**** AVAILABLE DATA

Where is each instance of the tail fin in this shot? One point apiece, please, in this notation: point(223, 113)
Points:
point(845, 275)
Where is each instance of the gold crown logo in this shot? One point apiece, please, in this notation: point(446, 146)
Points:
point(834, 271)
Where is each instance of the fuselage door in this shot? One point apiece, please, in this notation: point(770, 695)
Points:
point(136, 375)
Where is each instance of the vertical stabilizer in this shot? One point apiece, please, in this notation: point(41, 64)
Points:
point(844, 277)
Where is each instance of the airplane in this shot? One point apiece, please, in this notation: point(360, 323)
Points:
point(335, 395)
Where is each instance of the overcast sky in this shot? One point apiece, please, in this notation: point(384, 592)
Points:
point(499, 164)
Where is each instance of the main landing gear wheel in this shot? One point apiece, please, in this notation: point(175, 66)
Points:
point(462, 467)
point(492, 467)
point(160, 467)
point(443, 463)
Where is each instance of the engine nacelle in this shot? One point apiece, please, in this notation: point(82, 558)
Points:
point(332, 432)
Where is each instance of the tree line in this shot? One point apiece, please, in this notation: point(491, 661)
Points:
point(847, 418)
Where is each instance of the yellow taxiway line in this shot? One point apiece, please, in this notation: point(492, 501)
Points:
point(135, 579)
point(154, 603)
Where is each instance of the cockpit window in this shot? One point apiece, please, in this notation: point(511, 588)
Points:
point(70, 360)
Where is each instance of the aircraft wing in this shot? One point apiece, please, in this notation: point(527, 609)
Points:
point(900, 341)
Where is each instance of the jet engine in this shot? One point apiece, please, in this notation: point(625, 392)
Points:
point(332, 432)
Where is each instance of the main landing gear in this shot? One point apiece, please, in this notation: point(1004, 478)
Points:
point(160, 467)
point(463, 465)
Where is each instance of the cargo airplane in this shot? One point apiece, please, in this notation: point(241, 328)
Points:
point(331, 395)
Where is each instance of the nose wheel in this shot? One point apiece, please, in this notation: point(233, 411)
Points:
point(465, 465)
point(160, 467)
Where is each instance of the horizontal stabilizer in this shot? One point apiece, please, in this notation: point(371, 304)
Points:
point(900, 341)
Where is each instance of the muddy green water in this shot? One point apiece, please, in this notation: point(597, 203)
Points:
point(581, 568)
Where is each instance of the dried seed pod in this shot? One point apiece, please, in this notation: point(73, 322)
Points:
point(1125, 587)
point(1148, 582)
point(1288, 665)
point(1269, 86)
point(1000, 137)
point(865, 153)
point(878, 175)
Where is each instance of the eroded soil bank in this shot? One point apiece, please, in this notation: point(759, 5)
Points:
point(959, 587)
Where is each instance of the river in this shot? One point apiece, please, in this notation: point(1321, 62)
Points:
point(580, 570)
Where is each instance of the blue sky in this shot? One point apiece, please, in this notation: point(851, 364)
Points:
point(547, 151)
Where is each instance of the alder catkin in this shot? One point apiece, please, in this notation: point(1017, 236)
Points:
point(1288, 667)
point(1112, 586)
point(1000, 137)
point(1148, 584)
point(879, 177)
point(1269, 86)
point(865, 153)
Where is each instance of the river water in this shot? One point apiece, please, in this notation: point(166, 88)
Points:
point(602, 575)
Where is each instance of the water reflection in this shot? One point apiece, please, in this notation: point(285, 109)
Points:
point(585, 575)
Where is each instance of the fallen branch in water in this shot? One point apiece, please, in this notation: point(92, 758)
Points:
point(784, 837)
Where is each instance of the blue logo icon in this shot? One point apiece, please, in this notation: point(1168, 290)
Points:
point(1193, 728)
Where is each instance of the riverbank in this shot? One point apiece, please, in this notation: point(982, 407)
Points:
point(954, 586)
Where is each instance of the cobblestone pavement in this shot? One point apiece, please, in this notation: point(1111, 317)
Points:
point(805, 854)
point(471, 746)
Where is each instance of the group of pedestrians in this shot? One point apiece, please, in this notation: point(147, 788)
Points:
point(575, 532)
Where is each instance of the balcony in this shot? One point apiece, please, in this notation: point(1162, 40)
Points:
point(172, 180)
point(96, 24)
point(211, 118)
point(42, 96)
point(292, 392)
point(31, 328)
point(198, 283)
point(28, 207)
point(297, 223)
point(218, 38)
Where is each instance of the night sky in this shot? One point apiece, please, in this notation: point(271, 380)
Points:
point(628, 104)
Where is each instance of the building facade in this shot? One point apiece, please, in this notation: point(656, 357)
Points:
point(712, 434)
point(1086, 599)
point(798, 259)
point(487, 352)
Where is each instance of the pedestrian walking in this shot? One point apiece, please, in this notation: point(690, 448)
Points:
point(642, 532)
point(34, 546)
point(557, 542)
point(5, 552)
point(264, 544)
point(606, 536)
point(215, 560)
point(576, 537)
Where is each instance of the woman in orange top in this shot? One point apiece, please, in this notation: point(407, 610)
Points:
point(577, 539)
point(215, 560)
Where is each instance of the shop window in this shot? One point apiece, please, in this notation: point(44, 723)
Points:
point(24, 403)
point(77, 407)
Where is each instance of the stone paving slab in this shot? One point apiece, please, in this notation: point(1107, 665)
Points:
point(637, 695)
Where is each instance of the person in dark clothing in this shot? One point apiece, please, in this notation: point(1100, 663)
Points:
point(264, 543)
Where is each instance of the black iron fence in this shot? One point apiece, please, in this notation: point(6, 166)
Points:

********

● JOB
Reproduce everything from the start of the records down to and including the line containing "point(499, 164)". Leave the requests and their sample points unchanged, but multiply each answer's point coordinates by 0.25 and round them to whole numbers, with halves rounded up.

● SOLUTION TO THE PROBLEM
Where is each instance of the tail fin in this shot? One point apiece, please, in this notation: point(223, 113)
Points:
point(211, 69)
Where is each instance of the gold crown logo in this shot? One point apiece, please, in this notation: point(446, 146)
Points:
point(209, 68)
Where is each instance of the fuselage door in this shot? One point apiece, please, in this notation: point(770, 695)
Points:
point(34, 94)
Where is each instance of the vertical stabilizer in this shot? One point apiece, please, in this notation: point(41, 64)
Points:
point(211, 69)
Where is each instance of the airplane in this shot? One point apiece, please, in this notation: point(360, 323)
Points:
point(84, 99)
Where is each instance of the overcast sky in this shot? One point apiece, please, in this notation: point(384, 592)
Points:
point(125, 41)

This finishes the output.